- Task to carry out
Extend the passage on tracking MPIO-labeled immune cells in rejecting rat heart allografts, starting after its final sentence.

Injection of MPIOs on POD 3 allows for repetitive imaging to follow the progression of acute rejection for at least 3 days. Although we have not specifically studied the blood half-life of MPIOs, it is not likely to last more than a day, because the blood half-life of all of the smaller iron oxide-based contrast agents is in the order of minutes to several hours. Thus, it is not likely to have MPIOs in circulation after 1 day postinjection. The progression pattern of the MPIO-labeled immune cells over time correlates well with the progression of the acute rejection in the heart allograft. This result indicates that, once ingested by cells, the MPIOs are stable and can have a lifetime of at least a few days in our rat model. Therefore, MPIO-particle labeling opens the door for detection of individual cells over a longer period. This finding is consistent with that of Shapiro et al. (20) that MPIOs can remain in labeled cells after multiple cell divisions.

As the rejection progresses, it seems to be that more MPIO-labeled macrophages are recruited to the rejection sites. The areas of the myocardium with MPIO-labeled macrophage infiltration are 7.9%, 13.2%, and 36.9% on POD 3.5, 4.5, and 5.5, respectively. It is not clear, however, whether the seemingly increased number of labeled macrophages in the graft is due to migration from circulation, other lymph organs, or due to local proliferation. It is known that local proliferation of macrophages plays an important role during rejection. However, in our case, there is no significant decrease in the contrast-to-noise ratios for the infiltrated areas; i.e., contrast-to-noise ratios are found to be 1.34 ± 0.16, 1.06 ± 0.25, and 1.43 ± 0.23 for POD 3.5, 4.5, and 5.5, respectively. If local proliferation does occur in the rejecting graft, the dilution of the contrast agent does not seem to cause a significant loss in the contrast over the time frame of our measurements. This observation again demonstrates the advantage of the enhanced detectability of MPIO over smaller iron oxide contrast agents.

Although highly punctate, the high-contrast regions seen in Fig. 2C (POD 5.5) are not as spot-like and circular in shape as that in Fig. 1 A–D (POD 5 and 6). When the concentration of labeled cells is sparse, individual cells are more likely to be resolved. When the concentration of labeled cells increases, the boundaries of cellular contrast radii of background gradient start to overlap, resulting in more patchy contrast pattern.

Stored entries
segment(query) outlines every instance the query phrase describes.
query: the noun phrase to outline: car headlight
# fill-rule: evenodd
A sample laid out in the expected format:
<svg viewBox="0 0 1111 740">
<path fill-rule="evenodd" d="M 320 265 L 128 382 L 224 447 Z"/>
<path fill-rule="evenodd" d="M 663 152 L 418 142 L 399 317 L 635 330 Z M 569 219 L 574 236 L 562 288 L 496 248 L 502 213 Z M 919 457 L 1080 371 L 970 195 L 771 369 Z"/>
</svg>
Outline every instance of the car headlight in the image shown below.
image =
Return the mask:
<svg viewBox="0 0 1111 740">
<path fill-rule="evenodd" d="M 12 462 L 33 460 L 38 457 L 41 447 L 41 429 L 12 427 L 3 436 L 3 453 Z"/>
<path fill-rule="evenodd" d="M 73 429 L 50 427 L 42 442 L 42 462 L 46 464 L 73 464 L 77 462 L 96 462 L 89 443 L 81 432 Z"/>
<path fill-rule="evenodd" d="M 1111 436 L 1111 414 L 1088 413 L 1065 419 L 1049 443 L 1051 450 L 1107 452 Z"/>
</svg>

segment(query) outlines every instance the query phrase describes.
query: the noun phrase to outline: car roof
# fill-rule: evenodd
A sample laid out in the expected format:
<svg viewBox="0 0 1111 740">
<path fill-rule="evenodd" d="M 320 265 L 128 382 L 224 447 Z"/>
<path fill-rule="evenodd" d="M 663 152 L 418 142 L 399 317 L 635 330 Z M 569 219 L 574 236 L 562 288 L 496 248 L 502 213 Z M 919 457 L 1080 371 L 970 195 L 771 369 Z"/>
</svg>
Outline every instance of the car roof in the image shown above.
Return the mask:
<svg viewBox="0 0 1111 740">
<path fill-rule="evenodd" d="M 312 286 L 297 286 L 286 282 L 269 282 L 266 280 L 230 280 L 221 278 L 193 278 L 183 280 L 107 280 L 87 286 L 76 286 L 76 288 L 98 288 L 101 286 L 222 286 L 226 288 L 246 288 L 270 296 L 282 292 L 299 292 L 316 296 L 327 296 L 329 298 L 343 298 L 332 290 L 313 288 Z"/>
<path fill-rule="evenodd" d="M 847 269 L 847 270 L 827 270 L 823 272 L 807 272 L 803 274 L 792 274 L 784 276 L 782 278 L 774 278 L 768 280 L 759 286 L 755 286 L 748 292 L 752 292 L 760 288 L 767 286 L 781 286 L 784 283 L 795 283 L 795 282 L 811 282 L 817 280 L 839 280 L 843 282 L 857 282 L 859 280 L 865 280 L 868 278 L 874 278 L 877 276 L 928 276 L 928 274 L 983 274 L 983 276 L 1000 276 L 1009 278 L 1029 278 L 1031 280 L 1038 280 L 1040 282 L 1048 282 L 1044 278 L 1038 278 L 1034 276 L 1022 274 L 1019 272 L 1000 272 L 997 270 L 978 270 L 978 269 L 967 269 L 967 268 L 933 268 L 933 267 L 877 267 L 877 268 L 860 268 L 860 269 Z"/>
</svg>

- Answer space
Our data reveal a pericardium-to-endocardium progression pattern of macrophage infiltration in LV as the rejection progresses. This temporal distribution of the immune-cell infiltration has not been previously demonstrated because biopsy is generally limited to a small inter-cardiac sampling area. Direct imaging of macrophage infiltration with MRI not only is noninvasive, but also provides a whole-heart visualization of cellular infiltration, both in LV and RV. The pericardium-to-endocardium temporal progression pattern of the macrophage infiltration is likely to be a result of rejection rather than other causes, e.g., surgical ischemic insults or inflammation, because no detectable macrophage infiltration is seen in isografts that underwent identical experimental procedures.

Comparable, Yet Distinct, Contrast Pattern by in Vivo Labeling of MPIO and USPIO.

Previously, we have demonstrated in a nonworking heart and lung model that MRI signal attenuation with USPIO labeling correlates with rejection (33, 34). In our current working-heart model with higher MRI resolution, the distinctive contrast pattern of punctate dots caused by in vivo MPIO labeling in the rejecting heart and lung is comparable, yet very different from the contrast pattern observed by using USPIO particles. After in vivo labeling with USPIO, infiltration of the iron-laden macrophages can also be seen with in vivo MRI (Fig. 3C). On POD 6, the spatial distribution of iron-laden macrophages at the rejecting allograft hearts is comparable with both MPIO (Fig. 3A) and USPIO (Fig. 3C) labeling, i.e., both more concentrated at the inner regions of the LV wall. However, the contrast pattern after in vivo USPIO labeling (Fig. 3C) manifests itself over a large continuous area of contrast and not the punctate pattern as seen with MPIO labeling (Fig. 3A). The isograft control (Fig. 3B) does not show any detectable contrast after either MPIO or USPIO labeling.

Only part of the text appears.